• What to produce
Looking at the data that follows, count the lines containing the word "vehicle" and write down only that count.

• Dataset records
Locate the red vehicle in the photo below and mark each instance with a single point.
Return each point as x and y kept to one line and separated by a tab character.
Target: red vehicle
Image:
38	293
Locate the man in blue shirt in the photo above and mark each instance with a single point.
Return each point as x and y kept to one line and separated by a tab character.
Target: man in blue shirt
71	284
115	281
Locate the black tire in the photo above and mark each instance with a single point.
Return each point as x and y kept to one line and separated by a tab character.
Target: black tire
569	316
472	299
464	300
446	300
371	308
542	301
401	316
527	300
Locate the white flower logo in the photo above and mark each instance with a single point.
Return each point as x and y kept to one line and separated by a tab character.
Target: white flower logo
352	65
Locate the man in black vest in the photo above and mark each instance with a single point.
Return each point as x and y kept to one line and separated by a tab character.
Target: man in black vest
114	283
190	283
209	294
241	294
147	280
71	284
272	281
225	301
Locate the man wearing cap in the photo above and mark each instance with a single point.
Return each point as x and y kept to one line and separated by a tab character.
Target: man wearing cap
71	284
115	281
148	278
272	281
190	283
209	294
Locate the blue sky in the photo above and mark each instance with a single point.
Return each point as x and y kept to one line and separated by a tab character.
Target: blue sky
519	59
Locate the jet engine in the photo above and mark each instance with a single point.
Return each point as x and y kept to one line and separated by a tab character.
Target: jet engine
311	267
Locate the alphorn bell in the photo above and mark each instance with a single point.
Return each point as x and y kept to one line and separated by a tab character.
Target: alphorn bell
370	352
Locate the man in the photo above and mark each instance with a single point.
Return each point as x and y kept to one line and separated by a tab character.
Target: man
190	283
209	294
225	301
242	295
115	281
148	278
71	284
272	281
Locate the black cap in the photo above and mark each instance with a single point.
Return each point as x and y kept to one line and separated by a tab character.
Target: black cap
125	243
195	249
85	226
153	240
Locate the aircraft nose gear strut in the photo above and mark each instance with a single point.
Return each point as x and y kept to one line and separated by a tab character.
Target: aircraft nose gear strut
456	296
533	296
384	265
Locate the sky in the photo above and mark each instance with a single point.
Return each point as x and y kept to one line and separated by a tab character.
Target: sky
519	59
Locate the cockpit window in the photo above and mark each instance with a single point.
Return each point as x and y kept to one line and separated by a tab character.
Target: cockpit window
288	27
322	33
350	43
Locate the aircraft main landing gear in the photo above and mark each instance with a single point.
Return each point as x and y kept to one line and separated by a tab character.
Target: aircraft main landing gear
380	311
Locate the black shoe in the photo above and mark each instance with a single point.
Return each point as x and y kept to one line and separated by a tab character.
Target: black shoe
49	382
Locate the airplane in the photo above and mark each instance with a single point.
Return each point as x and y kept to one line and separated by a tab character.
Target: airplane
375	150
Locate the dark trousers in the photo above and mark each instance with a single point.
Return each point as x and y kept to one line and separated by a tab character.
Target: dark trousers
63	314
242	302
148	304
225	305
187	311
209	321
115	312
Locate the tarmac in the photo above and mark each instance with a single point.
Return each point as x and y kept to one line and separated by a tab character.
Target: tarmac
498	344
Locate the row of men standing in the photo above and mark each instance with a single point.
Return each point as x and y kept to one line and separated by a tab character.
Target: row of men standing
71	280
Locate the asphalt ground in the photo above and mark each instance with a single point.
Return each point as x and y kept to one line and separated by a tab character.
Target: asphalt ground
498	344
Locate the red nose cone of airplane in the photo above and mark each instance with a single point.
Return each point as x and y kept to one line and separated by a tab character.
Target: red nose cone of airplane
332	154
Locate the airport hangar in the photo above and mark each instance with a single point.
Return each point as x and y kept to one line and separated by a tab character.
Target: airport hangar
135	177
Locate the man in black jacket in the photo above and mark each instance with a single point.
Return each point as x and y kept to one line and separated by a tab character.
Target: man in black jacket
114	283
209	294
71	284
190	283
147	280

• Exercise answer
2